§ **TEXTE**:
┏━━
A l’initiative de la Fondation Abbé Pierre, les 15 et 16 décembre, au Bataclan, huit figures du hip-hop offrent leurs rimes pour perpétuer la mémoire du combat que mena sans répit l’abbé Pierre. Le 15 décembre, pleins feux sur Hatik, Ronisia, Soso Maness et la rappeuse française d’origine ivoirienne Le Juiice. Puis, le 16 décembre, place à Doria, Black M, la rappeuse franco-gabonaise Vicky R et Fianso, parrain de la Fondation Abbé Pierre. La rappeuse et chanteuse Doria et Yves Colin, directeur de la communication de la Fondation Abbé Pierre, présentent, à iHH MAGAZiNE, la première édition de LA NUiT DE LA RUE.

https://www.livenation.fr/festival/la-nuit-de-la-rue-fondation-abbe-pierre-tickets

Ces deux soirées de lancement du festival, qui se déroulent au soleil du rap et de la solidarité, entrent pleinement en résonance avec la lutte de l’abbé Pierre (1912-2007), dont ont retenti, jusqu’à sa mort, les coups de gueule contre la misère, contre les injustices et contre l’indifférence à celles-ci. En 1996, l’Abbé Pierre me confiait : “Quand j’ai fondé Emmaüs en 1949, je me suis endetté pour acheter du terrain et des matériaux, afin de mettre à l’abri des familles. Nous avons commencé à bâtir des logements, mais sans permis de construire. Quand la police débarquait, je lui expliquais que ces logements permettaient à des familles démunies d’avoir un toit, même modeste. Et j’ajoutais : Je n’ai pas de permis de construire, mais voici l’acte de naissance de ces personnes, c’est leur permis de vivre !
┗━━
Éléments enregistrés:
┏━━
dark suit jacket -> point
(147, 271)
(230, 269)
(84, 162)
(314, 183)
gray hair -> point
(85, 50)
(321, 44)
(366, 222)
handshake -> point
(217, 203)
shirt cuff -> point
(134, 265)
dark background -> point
┗━━
§ **CONSIGNES**:
[a] Dressez la liste des artistes qui se produisent le 15 décembre selon le texte sur La Nuit de la rue.
[b] D'après le texte sur La Nuit de la rue, en quelle année l'abbé Pierre a-t-il fondé Emmaüs ?
[c] Poursuivez le texte sur La Nuit de la rue à partir de sa dernière phrase.

§ **RÉPONSES DANS L'ORDRE**:
[a] Hatik, Ronisia, Soso Maness, Le Juiice

[b] En 1949.

[c]
Aujourd’hui, la Fondation Abbé Pierre poursuit le combat de l’infatigable insurgé, avec une énergie et une ouverture d’esprit comparables à celles qui animaient l’ancien résistant. Elle peut être fière de dépendre quasi exclusivement de la générosité publique – des dons de particuliers, pour l’essentiel. Elle finance un réseau de 450 à 600 associations qui ont pour mission de conduire des opérations contre le mal-logement – rénovation ou construction de logements, pensions de famille, etc. Elle intervient aussi sur le plan international, dans des zones marquées par la guerre, comme en Syrie. L’osmose entre la Fondation Abbé Pierre et des artistes de rap s’est effectuée naturellement. Yves Colin et Doria nous confient leur réflexion.

Photo : © David Delaplace

iHH : Que signifie pour vous, Doria, le fait de participer à la Nuit de la Rue ?

DORiA : D’abord, je veux dire combien je suis heureuse, honorée, d’y prendre part. Et ravie qu’autant de rappeurs et rappeuses se mettent au service de cette cause. Fianso prend le temps d’apporter sa pierre, bien qu’il soit débordé de travail. Il est très attaché à la valeur de solidarité défendue par la Fondation Abbé Pierre et par le riche tissu associatif auquel cette dernière contribue. Pour moi, il est naturel que des artistes hip hop se sentent concernés par les combats de la Fondation Abbé Pierre. Contrairement à ce qui est parfois raconté, les rappeurs, dans l’ensemble, ne sont pas nombrilistes, mais ouverts et sensibles à la souffrance d’autrui. Soutenir la lutte contre le mal-logement, ça nous concerne toutes et tous.

« La Fondation Abbé Pierre se sent concernée par le rap qui, dès sa genèse, a porté des revendications »

iHH : Yves, comment est venue l’idée de la Nuit de la Rue avec des artistes de rap ?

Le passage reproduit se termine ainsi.